● **Zu lösende Aufgaben**:
A: Nennen Sie alle Einrichtungen in Tromsø, die der Reisebericht erwähnt.
B: Kopieren Sie aus dem Reisebericht alles von „Die letzte Fahrt“ bis hinunter zu „in ihren Schlafsäcken.“ wortgetreu.

● **Textabschnitt**:
Die letzte Fahrt der Nordstjernen
Der Eisbärensalon der MS Lofoten hat sich über Nacht in ein Feldlager verwandelt. Die Kids haben Sessel und Bänke zusammengeschoben und liegen darauf eingemummelt in ihren Schlafsäcken.
Am Mittag erreichen wir Tromsø, das Tor zur Arktis. Wir haben vier Stunden Aufenthalt und alle Passagiere verlassen das Schiff, um sich die Stadt anzusehen.
Tromsø ist nicht nur berühmt für die nördlichste Universität der Welt, sondern auch für die Eismeerkathedrale, ebenfalls eine nördlichste der Welt, aber so weit oberhalb des Polarkreises ist irgendwann alles "Nördlichstes der Welt".




Er hat mit Bleistift in feiner Schreibschrift in ein Moleskine geschrieben. Ich halte mein eigenes Tagebuch daneben und sie sehen sich zum Verwechseln ähnlich. "Ja," erläutert Claudia, "Bleistift ist der einzige Schreibstift, der immer funktioniert und das sogar in der Arktis bei -40°." Das Polarmuseum in Tromsø begeistert mich und ist ganz sicher einen Besuch wert.

● **Datensatz**:
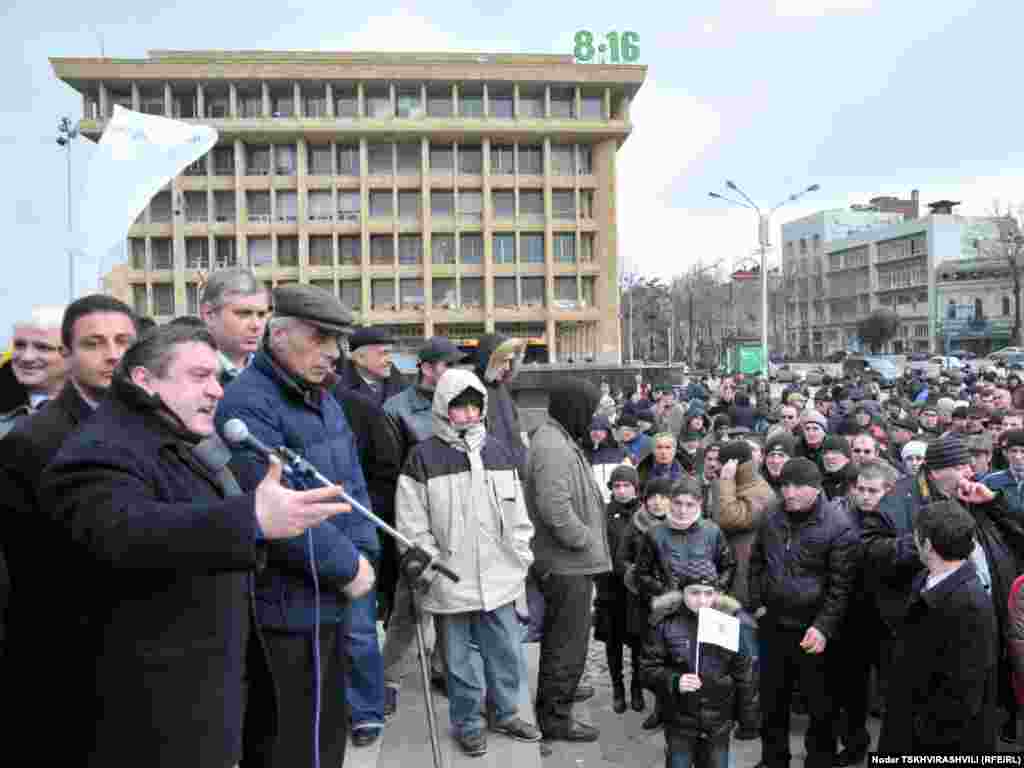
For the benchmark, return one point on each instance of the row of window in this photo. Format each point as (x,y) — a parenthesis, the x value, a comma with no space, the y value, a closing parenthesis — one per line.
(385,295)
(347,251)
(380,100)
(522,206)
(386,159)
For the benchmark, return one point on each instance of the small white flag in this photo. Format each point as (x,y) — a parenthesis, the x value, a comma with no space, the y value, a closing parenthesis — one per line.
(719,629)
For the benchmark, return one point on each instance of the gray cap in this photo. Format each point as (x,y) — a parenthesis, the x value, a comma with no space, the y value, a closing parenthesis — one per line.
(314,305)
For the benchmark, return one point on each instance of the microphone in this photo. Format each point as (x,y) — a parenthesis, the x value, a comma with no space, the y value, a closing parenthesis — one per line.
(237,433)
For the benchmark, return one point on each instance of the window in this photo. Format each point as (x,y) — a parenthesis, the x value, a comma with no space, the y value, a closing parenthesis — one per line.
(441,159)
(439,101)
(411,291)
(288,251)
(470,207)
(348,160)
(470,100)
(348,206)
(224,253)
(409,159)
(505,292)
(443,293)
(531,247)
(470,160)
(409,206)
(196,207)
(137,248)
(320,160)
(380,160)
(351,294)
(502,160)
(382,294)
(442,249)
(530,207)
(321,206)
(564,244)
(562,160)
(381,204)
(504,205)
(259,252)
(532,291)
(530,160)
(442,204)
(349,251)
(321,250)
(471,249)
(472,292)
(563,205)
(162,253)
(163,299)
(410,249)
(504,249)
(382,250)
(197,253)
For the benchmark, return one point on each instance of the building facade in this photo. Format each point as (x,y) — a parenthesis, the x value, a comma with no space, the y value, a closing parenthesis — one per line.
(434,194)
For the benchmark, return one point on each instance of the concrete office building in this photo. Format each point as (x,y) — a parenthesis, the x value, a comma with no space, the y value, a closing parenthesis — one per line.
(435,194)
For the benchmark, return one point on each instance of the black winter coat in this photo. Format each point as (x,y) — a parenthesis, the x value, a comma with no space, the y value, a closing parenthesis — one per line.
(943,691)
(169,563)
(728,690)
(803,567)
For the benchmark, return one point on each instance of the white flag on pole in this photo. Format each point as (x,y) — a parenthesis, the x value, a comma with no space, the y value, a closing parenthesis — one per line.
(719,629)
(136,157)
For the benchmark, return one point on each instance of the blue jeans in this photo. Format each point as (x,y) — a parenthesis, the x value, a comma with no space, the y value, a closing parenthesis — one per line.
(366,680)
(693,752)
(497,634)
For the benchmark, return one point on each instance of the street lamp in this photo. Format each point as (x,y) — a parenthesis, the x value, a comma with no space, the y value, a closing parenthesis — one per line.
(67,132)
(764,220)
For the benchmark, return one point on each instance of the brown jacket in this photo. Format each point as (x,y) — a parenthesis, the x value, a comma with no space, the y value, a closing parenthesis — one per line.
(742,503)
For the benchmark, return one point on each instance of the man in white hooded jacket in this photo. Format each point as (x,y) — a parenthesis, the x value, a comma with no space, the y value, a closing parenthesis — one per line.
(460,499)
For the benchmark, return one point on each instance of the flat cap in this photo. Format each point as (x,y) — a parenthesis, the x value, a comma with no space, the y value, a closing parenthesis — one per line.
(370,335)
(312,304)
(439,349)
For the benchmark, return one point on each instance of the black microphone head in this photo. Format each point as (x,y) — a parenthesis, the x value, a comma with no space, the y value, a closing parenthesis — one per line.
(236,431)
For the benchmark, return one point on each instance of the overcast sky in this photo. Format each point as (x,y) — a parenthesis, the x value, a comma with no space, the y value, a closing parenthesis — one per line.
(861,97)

● **Lösungen**:
A: die nördlichste Universität der Welt, die Eismeerkathedrale, das Polarmuseum

B:
Die letzte Fahrt der Nordstjernen
Der Eisbärensalon der MS Lofoten hat sich über Nacht in ein Feldlager verwandelt. Die Kids haben Sessel und Bänke zusammengeschoben und liegen darauf eingemummelt in ihren Schlafsäcken.